SELECTED PASSAGE →
□ □ □ □ □ □ □

It’s about time….

July 23rd, 2008 by dianpalupi07

It’s about time to move forward.

I read a sign, a clear one.

God’s love is above of all….no boundaries….can not be separated by time, space, or other ‘label’ created by human.

Sometimes, what I want is not the best as God plan for me.

"Ikhlas" is the right word to accept everything without doubt as long as that is God’s way.  No question, just accept.

I never know what’s gonna happen in the future, but I know one thing for sure…. that God never leaves me….

It’s looks like a deadlock, a closed door.  But actually it’s not a locked door.  It seems closed but I can open it with help of someone that I can rely on.  The one that direct me to find the high way.

Bismillahirohman nirrohim… I move forward.

Jakarta, 24 July 2008

Hiding behind the shadow……

April 6th, 2008 by dianpalupi07

Dianmar08 It’s been awhile…..

I’ve been keeping my distance to everyone….. and cover all my feeling, so nobody knows what’s have been going in my life….

I try to find a peace place in my heart… in my own world… and try to figure out what should I do best…

Is it right?  I don’t know….

□ □ □ □ □ □ □

RECORDS SHOWN →
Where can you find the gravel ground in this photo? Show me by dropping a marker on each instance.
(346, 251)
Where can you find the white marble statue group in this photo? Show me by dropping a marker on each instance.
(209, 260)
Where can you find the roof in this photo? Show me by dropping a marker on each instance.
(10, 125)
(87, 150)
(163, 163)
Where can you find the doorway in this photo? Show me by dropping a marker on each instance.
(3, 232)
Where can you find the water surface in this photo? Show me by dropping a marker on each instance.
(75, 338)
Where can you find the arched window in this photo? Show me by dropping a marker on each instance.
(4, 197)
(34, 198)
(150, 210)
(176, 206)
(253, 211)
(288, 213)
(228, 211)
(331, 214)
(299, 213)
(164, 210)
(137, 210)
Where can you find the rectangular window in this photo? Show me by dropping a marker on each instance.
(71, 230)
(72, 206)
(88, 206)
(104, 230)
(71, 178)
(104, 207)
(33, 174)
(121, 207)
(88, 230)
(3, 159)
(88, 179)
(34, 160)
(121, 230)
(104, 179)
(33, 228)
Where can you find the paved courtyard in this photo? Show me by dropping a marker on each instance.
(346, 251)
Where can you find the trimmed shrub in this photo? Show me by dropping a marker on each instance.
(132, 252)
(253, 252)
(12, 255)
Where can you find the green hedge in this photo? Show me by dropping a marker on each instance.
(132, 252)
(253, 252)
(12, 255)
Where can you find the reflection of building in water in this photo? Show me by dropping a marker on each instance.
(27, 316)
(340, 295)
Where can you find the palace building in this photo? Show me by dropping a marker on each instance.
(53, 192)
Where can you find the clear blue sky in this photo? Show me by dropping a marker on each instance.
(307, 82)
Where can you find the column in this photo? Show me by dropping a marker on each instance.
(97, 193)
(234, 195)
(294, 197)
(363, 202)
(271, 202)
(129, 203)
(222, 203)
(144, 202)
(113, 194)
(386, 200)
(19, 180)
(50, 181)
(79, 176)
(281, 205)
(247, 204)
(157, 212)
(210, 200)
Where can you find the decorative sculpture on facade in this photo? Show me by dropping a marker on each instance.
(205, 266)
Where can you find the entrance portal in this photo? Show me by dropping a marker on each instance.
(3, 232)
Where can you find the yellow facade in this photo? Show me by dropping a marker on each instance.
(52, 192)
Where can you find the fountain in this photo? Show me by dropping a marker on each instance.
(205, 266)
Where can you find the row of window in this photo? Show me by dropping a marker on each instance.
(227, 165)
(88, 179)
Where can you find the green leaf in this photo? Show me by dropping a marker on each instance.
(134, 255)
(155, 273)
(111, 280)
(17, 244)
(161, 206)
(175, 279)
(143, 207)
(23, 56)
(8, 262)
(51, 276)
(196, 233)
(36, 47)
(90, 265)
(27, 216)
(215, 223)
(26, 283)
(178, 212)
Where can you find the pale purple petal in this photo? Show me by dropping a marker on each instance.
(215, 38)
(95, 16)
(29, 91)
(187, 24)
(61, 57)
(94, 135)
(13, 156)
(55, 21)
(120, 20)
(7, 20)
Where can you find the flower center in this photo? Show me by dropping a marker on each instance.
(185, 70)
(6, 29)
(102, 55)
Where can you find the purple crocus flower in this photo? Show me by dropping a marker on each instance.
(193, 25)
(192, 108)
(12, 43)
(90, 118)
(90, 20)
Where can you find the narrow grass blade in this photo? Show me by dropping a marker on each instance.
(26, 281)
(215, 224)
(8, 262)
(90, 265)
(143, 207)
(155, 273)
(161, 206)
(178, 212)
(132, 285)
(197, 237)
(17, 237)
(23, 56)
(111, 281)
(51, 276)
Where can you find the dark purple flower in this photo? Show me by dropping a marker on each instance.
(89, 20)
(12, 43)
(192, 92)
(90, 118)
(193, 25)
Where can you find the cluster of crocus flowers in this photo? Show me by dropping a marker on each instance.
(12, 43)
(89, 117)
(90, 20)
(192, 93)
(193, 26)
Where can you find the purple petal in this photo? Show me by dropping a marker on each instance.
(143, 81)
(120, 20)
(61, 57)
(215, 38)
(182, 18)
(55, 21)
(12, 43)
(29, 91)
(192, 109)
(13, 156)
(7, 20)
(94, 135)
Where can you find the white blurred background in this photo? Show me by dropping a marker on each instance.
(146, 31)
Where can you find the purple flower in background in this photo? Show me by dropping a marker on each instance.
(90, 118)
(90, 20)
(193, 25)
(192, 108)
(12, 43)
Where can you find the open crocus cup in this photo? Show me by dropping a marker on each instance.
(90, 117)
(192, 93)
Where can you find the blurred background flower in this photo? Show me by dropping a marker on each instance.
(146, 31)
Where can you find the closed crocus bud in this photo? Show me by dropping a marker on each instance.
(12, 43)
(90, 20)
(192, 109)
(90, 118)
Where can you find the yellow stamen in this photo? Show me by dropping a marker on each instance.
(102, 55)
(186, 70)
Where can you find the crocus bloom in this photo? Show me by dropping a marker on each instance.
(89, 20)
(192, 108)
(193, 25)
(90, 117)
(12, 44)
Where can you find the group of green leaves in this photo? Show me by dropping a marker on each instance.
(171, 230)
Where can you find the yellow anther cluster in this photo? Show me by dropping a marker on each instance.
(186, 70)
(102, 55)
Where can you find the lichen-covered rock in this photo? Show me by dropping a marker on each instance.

□ □ □ □ □ □ □

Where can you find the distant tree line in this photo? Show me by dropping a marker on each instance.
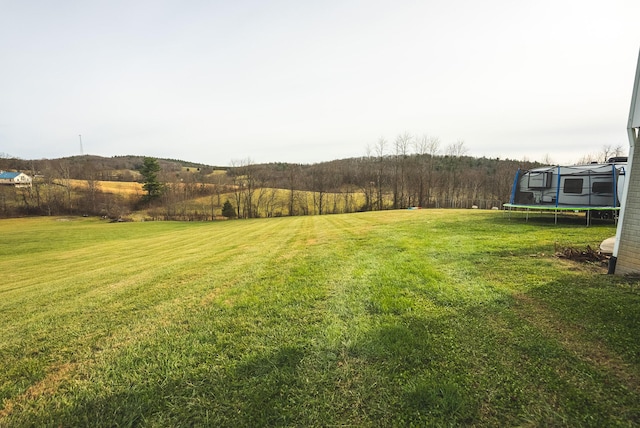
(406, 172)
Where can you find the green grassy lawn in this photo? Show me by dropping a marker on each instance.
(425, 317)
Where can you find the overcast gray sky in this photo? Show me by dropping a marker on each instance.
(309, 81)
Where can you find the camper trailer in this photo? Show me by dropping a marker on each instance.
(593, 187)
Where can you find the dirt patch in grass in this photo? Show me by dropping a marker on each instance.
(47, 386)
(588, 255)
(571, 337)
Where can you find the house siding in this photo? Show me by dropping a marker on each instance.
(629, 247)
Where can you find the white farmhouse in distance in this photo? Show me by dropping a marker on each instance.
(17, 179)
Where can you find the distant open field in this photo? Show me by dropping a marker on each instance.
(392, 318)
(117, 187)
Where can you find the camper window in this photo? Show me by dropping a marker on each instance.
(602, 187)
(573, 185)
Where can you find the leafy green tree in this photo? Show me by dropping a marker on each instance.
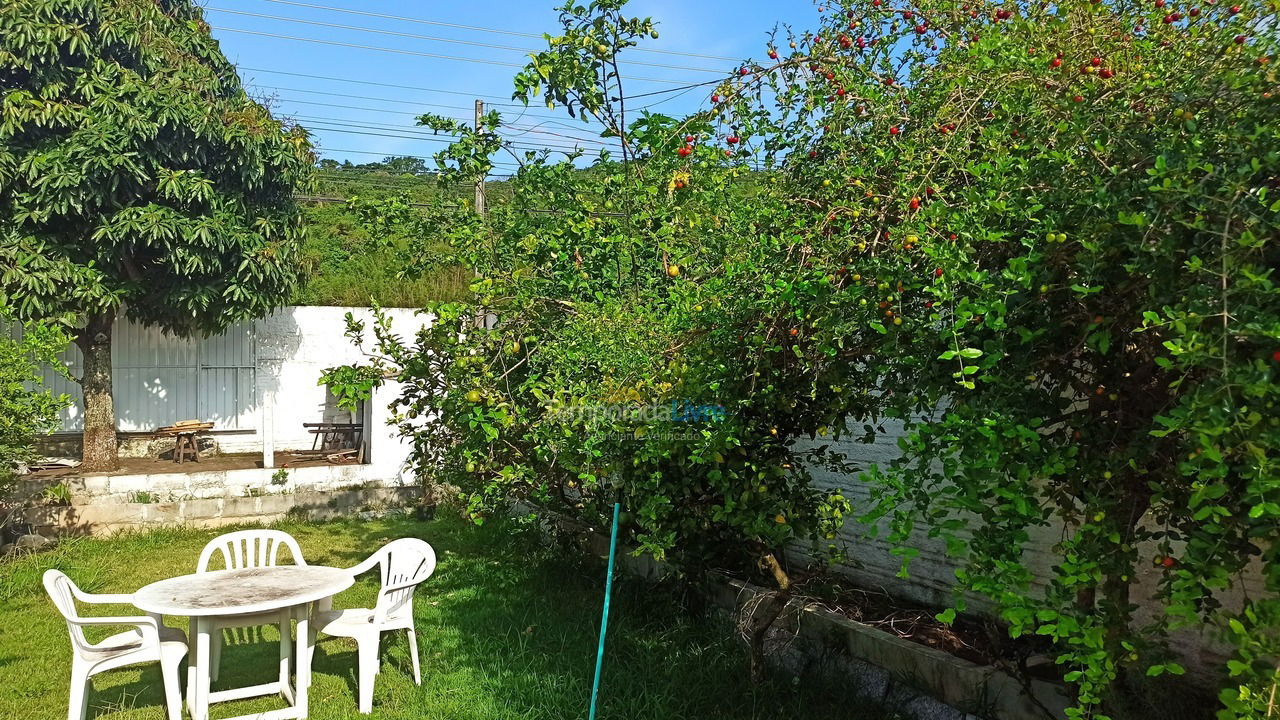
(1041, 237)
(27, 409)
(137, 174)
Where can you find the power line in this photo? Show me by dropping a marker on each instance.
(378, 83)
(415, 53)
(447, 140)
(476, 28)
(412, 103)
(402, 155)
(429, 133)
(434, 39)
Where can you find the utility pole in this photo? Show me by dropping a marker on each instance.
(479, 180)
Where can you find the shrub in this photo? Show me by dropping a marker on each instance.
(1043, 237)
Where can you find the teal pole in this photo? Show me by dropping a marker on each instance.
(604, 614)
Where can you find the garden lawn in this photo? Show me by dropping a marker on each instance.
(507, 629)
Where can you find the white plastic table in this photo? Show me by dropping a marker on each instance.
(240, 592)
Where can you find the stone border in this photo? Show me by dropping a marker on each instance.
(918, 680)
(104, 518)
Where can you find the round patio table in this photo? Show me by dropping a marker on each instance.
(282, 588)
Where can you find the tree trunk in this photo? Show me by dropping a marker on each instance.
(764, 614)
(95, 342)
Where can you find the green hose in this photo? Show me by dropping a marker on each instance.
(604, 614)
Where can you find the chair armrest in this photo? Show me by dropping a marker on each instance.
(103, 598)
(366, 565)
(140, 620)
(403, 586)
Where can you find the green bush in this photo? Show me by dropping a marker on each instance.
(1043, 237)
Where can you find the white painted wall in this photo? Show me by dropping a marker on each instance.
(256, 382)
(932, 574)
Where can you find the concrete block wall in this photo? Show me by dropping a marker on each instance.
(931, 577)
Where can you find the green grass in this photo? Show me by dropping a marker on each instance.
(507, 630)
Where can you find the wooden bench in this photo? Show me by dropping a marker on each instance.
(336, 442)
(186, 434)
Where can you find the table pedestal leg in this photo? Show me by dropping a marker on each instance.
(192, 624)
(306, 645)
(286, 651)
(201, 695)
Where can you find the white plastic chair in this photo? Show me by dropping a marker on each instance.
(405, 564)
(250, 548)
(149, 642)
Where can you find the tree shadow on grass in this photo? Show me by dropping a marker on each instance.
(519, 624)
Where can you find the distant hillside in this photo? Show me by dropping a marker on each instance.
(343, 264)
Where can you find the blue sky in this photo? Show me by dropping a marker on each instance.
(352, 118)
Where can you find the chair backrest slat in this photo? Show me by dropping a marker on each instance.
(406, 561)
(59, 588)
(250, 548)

□ □ □ □ □ □ □

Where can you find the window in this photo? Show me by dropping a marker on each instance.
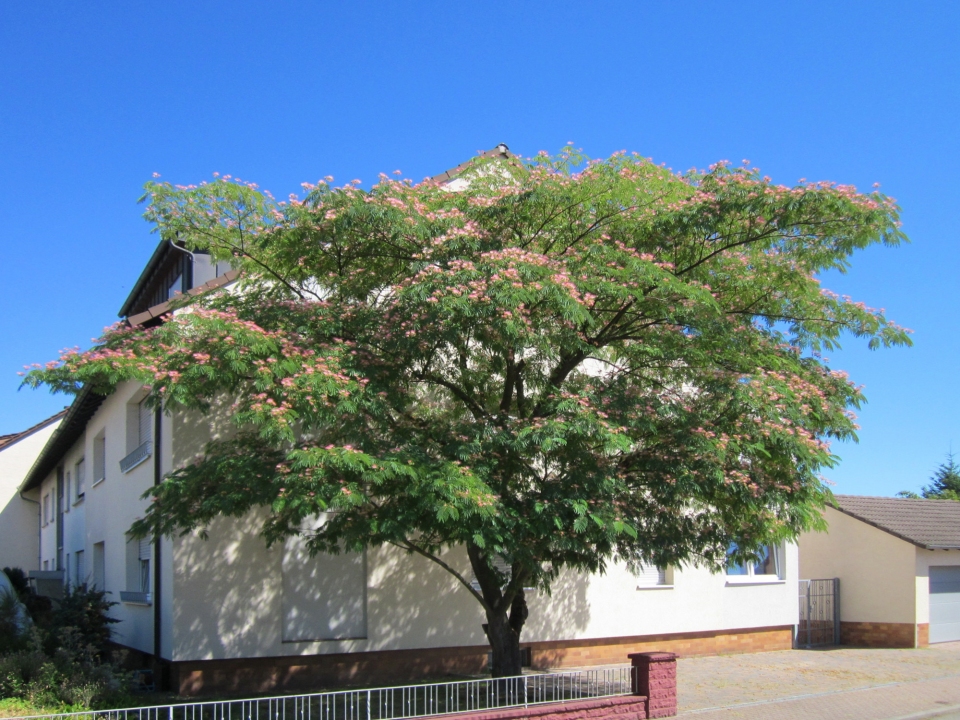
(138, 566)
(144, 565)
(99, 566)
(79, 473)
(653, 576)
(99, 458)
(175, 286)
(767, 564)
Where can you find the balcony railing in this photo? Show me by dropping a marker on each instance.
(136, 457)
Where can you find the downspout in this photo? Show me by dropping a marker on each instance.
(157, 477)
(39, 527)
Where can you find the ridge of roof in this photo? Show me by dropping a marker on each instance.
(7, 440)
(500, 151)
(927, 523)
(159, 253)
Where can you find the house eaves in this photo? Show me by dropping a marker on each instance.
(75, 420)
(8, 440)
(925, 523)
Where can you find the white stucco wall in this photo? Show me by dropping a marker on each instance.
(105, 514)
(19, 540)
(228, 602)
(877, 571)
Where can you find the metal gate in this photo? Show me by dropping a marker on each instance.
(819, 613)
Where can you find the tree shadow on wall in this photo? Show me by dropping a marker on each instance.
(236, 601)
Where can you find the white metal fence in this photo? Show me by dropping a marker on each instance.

□ □ □ □ □ □ □

SET TASKS →
**A)** Copy out the part of the blog post starting with "Bismillahirohman nirrohim… I" and going on through "in my life….".
**B)** In the records, rewrite only the lines starting with the line with "Where can you find the crocus" and going on through the line with "Where can you find the lichen-covered". Replace "marker" with "pin" and leave everything else unchanged.
The blog post and the records have no connection to each other.

SOLUTIONS PER TASK →
**A)**
Bismillahirohman nirrohim… I move forward.

Jakarta, 24 July 2008

Hiding behind the shadow……

April 6th, 2008 by dianpalupi07

Dianmar08 It’s been awhile…..

I’ve been keeping my distance to everyone….. and cover all my feeling, so nobody knows what’s have been going in my life….

**B)**
Where can you find the crocus bloom in this photo? Show me by dropping a pin on each instance.
(89, 20)
(192, 108)
(193, 25)
(90, 117)
(12, 44)
Where can you find the group of green leaves in this photo? Show me by dropping a pin on each instance.
(171, 230)
Where can you find the yellow anther cluster in this photo? Show me by dropping a pin on each instance.
(186, 70)
(102, 55)
Where can you find the lichen-covered rock in this photo? Show me by dropping a pin on each instance.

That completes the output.